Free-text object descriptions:
——
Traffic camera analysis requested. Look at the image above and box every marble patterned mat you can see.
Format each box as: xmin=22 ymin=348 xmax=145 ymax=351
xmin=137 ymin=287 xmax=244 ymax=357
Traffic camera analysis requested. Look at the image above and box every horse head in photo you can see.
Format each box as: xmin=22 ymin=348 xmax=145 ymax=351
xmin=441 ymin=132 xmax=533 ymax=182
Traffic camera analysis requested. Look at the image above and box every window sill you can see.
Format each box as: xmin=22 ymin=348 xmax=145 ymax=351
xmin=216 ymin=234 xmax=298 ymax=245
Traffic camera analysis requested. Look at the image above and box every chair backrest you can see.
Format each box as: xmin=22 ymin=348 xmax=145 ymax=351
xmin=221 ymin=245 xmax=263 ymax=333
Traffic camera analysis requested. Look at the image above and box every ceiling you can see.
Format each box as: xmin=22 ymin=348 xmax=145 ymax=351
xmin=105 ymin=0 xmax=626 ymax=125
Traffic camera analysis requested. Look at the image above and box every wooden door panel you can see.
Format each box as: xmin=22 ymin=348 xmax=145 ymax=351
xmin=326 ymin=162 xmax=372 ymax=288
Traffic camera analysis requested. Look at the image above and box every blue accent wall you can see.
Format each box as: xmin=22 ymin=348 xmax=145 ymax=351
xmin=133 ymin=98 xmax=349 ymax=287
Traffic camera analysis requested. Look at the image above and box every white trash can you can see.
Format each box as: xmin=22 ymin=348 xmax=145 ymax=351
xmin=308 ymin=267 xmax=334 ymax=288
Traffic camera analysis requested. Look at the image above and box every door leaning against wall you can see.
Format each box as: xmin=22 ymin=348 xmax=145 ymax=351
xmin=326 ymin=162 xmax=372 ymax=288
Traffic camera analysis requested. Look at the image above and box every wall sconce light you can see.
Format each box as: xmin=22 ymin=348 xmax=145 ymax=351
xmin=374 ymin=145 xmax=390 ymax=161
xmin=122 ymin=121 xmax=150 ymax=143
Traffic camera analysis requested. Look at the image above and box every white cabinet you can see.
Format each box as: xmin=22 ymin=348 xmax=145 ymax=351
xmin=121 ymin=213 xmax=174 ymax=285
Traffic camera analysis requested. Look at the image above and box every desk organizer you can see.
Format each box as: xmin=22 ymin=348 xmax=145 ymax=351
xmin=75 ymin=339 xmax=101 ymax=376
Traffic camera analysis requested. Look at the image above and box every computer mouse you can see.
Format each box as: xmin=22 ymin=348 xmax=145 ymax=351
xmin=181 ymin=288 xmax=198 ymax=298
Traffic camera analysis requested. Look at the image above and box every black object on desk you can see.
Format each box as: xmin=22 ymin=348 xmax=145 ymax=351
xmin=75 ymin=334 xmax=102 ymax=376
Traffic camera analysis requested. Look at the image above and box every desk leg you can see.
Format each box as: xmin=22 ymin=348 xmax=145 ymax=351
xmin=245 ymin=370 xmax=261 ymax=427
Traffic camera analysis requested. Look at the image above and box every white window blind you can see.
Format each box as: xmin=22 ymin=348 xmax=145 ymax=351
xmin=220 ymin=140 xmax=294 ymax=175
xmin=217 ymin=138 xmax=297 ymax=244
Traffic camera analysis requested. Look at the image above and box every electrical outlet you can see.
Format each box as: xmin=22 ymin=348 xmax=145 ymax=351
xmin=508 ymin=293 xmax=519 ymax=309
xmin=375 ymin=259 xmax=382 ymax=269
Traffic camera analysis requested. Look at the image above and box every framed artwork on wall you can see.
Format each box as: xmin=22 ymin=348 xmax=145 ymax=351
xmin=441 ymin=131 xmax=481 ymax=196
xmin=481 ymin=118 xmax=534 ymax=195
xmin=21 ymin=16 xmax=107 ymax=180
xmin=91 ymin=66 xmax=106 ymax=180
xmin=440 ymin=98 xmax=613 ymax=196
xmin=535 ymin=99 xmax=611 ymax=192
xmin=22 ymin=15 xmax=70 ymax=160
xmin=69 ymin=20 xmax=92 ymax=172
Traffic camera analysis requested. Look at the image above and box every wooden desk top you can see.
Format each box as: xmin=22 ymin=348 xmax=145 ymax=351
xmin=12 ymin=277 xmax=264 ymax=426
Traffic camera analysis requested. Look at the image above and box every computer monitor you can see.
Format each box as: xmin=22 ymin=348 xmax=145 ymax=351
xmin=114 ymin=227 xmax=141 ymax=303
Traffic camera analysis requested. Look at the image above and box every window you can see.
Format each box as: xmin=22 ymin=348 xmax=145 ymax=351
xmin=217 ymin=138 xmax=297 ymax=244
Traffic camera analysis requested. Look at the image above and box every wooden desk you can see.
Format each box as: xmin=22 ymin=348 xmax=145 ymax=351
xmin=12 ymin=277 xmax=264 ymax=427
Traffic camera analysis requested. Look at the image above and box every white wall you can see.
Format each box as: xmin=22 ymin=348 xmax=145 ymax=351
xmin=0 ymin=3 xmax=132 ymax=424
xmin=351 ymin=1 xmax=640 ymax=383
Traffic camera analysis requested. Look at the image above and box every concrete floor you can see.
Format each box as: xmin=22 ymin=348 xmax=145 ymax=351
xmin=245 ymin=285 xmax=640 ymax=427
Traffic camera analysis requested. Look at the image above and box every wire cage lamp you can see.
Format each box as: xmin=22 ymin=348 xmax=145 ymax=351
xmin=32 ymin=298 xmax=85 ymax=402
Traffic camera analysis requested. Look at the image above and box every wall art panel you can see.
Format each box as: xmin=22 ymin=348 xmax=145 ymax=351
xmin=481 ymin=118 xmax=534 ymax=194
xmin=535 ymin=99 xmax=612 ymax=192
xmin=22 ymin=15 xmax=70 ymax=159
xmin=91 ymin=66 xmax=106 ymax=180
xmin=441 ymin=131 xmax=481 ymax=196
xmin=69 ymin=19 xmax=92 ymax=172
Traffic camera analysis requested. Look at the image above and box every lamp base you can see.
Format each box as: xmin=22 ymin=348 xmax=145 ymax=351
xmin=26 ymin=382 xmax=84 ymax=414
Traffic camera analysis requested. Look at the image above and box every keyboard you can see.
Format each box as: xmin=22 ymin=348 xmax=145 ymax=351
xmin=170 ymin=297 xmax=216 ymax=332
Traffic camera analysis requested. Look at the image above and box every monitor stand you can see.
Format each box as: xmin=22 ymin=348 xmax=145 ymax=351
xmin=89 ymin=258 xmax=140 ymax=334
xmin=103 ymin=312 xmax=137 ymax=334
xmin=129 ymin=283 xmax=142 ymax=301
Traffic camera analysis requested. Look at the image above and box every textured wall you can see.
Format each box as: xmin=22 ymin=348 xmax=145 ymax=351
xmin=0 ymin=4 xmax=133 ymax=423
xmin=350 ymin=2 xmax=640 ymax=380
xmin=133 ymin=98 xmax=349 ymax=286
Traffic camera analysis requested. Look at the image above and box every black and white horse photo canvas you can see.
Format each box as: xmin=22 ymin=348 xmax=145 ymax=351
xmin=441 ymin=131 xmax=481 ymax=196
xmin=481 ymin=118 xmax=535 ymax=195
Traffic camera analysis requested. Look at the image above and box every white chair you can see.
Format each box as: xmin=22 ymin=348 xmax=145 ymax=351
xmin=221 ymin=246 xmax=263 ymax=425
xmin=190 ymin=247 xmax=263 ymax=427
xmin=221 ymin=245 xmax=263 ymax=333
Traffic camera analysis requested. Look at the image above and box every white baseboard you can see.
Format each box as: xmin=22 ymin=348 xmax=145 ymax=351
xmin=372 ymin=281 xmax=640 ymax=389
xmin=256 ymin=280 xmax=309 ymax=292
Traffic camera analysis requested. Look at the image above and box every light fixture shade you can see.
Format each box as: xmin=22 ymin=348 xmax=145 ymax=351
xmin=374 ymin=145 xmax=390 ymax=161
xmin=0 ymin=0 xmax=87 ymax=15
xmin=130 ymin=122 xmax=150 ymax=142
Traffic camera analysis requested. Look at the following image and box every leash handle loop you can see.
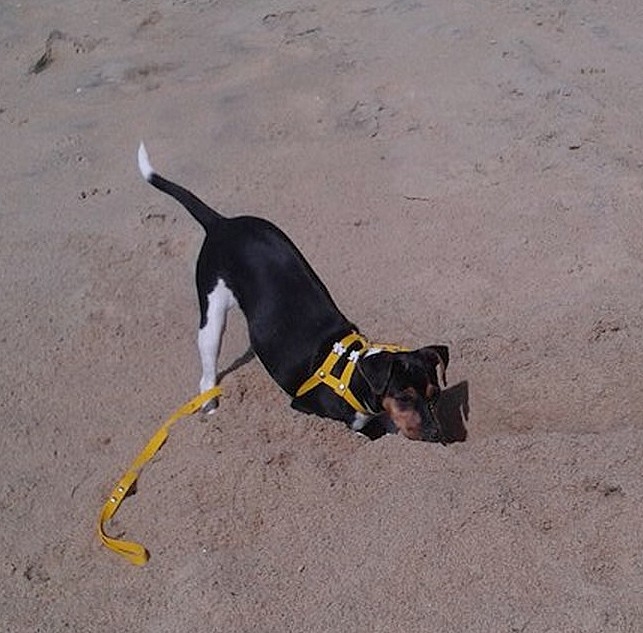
——
▶ Exercise details
From the entries above, show each line that includes the string "white".

▶ Answer box
Traffic camera analysis requested. Look at the image above and box every white trash can you can see.
Traffic camera analysis requested. Look at the image above and box every white cabinet you can see.
Traffic camera analysis requested. Look at the image above and box every white window blind you can see.
Traffic camera analysis requested. Look at the image above and box every white wall you can see.
Traffic camera analysis requested. Look at the image above and box every black and white horse photo canvas you can see.
Traffic camera analysis requested. Look at the image above and box every white chair you can see.
Traffic camera analysis requested. Look at the image above and box every white baseboard you can see.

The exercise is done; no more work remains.